Action item –
Retype every record exactly. Leave the pictures out.

[Exercise material — start]

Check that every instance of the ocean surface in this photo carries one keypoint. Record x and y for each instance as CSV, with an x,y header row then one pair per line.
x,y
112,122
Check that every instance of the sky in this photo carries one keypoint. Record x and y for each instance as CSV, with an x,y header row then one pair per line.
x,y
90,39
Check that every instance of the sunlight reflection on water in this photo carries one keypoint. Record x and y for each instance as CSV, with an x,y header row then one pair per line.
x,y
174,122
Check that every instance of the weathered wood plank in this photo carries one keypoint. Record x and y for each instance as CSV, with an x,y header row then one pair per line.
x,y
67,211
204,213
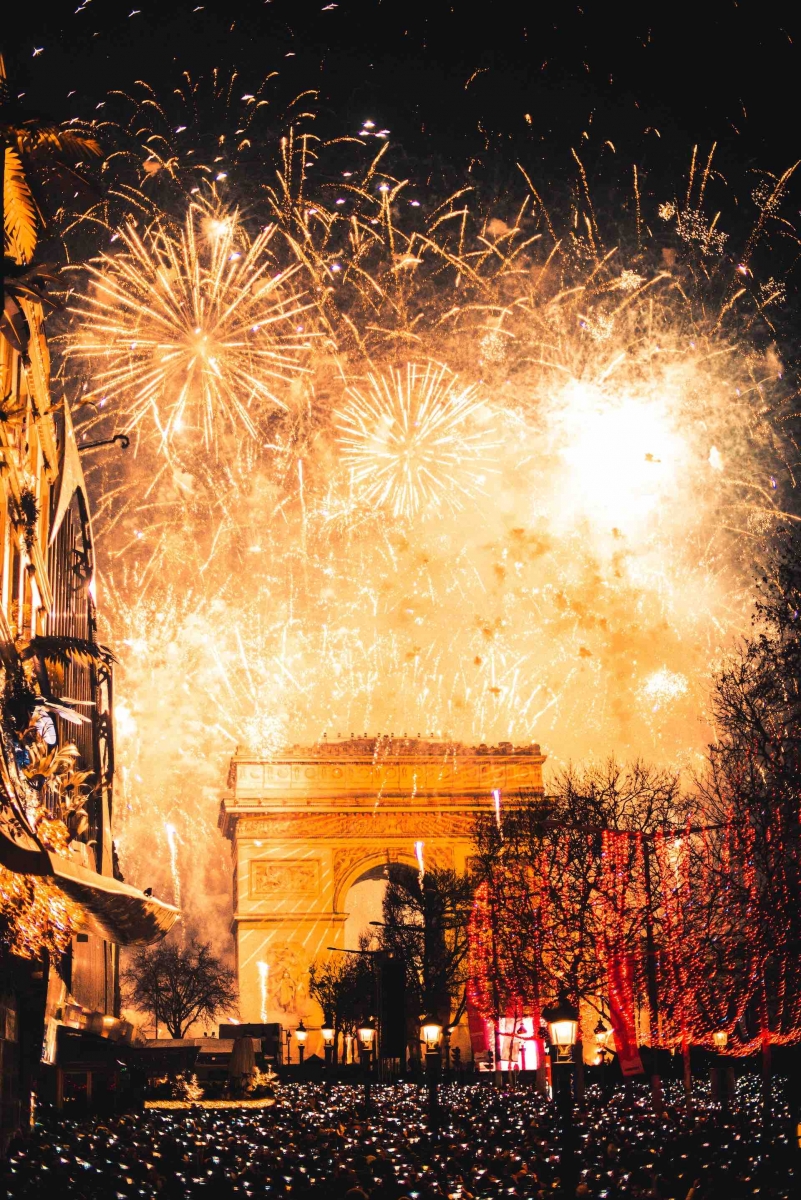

[Exercise material — finish]

Task output –
Check that every instance of the ocean surface in this photo carries one keypoint. Record x and y for each instance as CSV, with an x,y header row then one pair per line.
x,y
112,122
Check that every instance of the sky in this photo carries one keypoint. Record x and y for each instance as CSV, with an x,y header row then one pair per line.
x,y
90,39
Check that every instance of the sunlight reflection on water in this photo carries one keypoint. Record x and y for each instance as CSV, with an x,y header row then one pair per line.
x,y
174,122
Check that every instance of the weathered wood plank in this photo carries one keypoint. Record x and y for each instance as CSV, with an x,y header row then one pair per line.
x,y
67,211
204,213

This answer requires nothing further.